Problem statement:
Turn every line of the records into a numbered list, skipping blank lines. Leave the pictures out of your answer.

Excerpts from a pointing dataset:
==*==

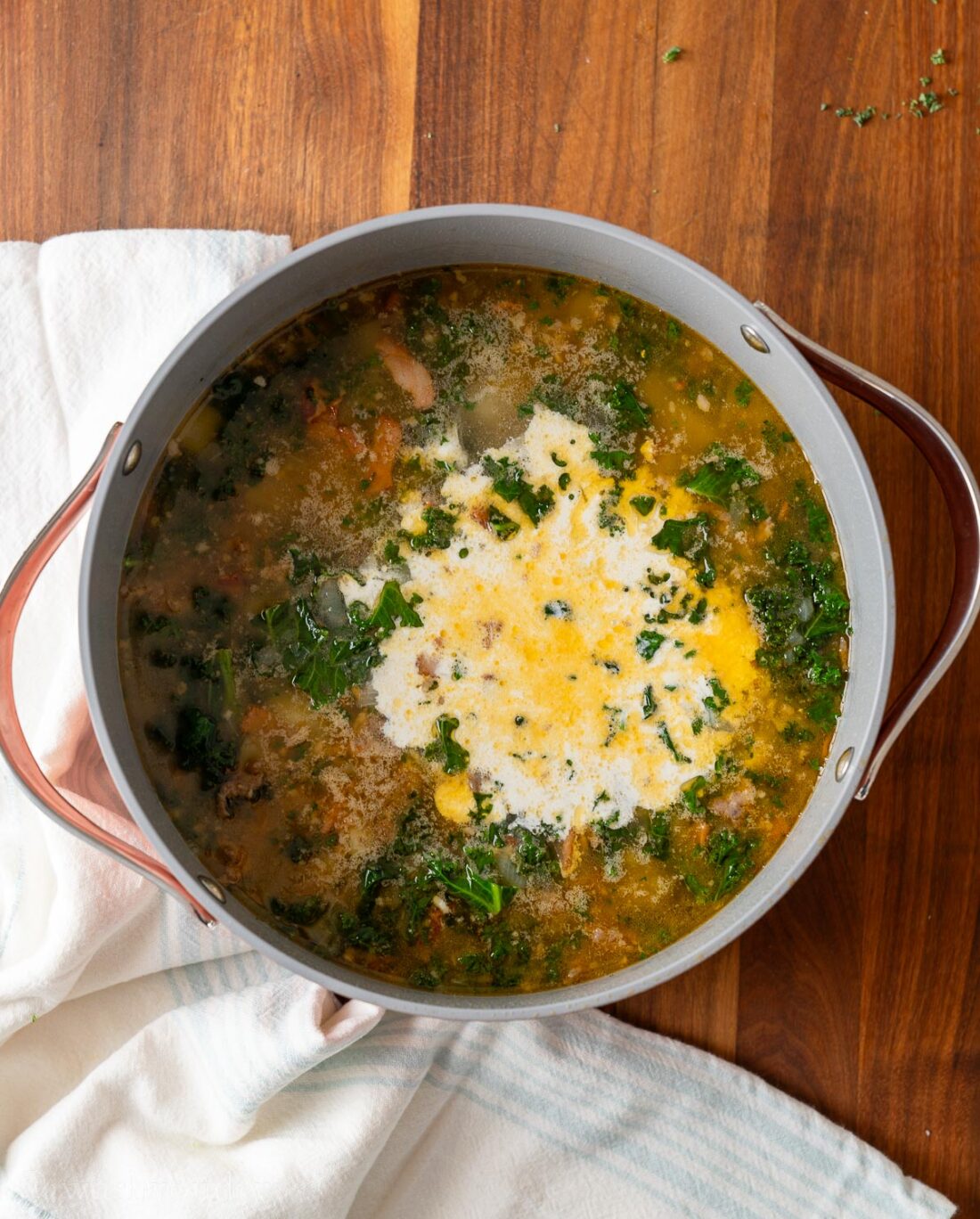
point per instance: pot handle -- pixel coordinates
(963, 503)
(12, 741)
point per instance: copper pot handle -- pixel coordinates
(12, 740)
(963, 503)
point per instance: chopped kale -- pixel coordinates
(301, 913)
(689, 539)
(464, 881)
(198, 745)
(665, 735)
(328, 662)
(445, 749)
(439, 530)
(718, 699)
(648, 642)
(719, 479)
(628, 410)
(731, 858)
(616, 460)
(510, 486)
(502, 526)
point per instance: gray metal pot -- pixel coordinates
(751, 335)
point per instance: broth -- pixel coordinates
(484, 629)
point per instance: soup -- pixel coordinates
(483, 629)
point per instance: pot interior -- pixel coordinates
(561, 242)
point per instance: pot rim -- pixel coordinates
(722, 927)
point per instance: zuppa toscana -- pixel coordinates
(484, 629)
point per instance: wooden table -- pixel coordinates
(858, 993)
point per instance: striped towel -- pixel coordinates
(150, 1067)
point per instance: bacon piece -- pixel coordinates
(384, 449)
(406, 371)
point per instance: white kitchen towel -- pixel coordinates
(151, 1067)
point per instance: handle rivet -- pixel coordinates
(132, 457)
(214, 888)
(754, 338)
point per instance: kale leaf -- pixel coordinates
(464, 881)
(327, 662)
(719, 479)
(510, 486)
(689, 539)
(446, 750)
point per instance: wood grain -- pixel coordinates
(858, 991)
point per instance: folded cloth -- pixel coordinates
(151, 1067)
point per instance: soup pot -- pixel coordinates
(785, 366)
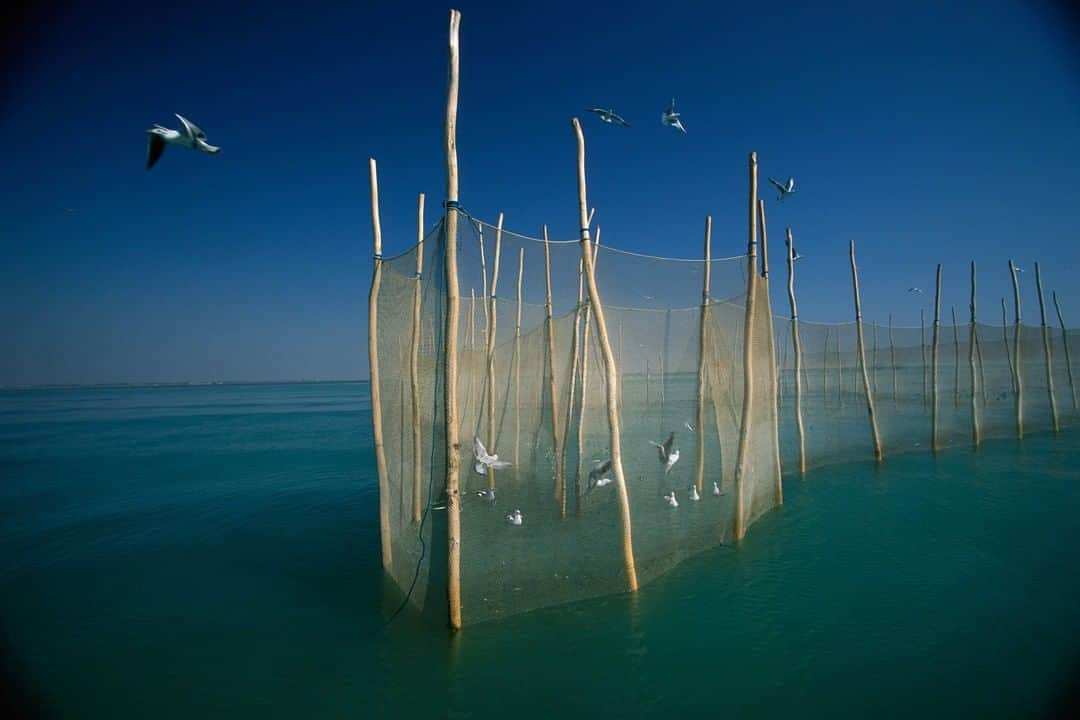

==*==

Solved problem:
1. point per instance: pot handle -- pixel coordinates
2. (963, 503)
3. (12, 741)
4. point per instance: copper pot handle -- pixel coordinates
5. (12, 740)
6. (963, 503)
7. point per instance: chopped kale -- pixel coordinates
8. (301, 913)
9. (689, 539)
10. (464, 881)
11. (198, 745)
12. (665, 735)
13. (328, 662)
14. (445, 749)
15. (439, 530)
16. (718, 699)
17. (648, 642)
18. (719, 479)
19. (628, 410)
20. (731, 858)
21. (616, 460)
22. (510, 486)
23. (502, 526)
24. point per instance: gray metal pot -- pixel coordinates
25. (751, 335)
26. point per instance: broth -- pixel coordinates
27. (484, 629)
28. point per instance: soup -- pixel coordinates
29. (483, 629)
30. point per instance: pot interior -- pixel coordinates
31. (561, 242)
32. point per instance: pot rim -- pixel coordinates
33. (722, 927)
34. point per instance: zuppa toscana -- pixel coordinates
35. (484, 629)
36. point per instance: wooden table -- pixel coordinates
37. (858, 993)
38. point per instance: striped towel -- pixel coordinates
39. (150, 1067)
40. point per instance: bacon piece -- pixel coordinates
41. (384, 449)
42. (406, 371)
43. point per instance: white kitchen towel -- pixel coordinates
44. (151, 1067)
45. point per instance: handle rivet -- pixel coordinates
46. (132, 457)
47. (214, 888)
48. (754, 338)
49. point per instance: kale leaf -- pixel coordinates
50. (464, 881)
51. (327, 662)
52. (719, 479)
53. (510, 486)
54. (689, 539)
55. (446, 750)
56. point per instance: wood grain -- pixel coordinates
57. (858, 991)
58. point per instance: folded cloth -- pixel coordinates
59. (151, 1067)
60. point per instance: soup pot -- pixel coordinates
61. (785, 366)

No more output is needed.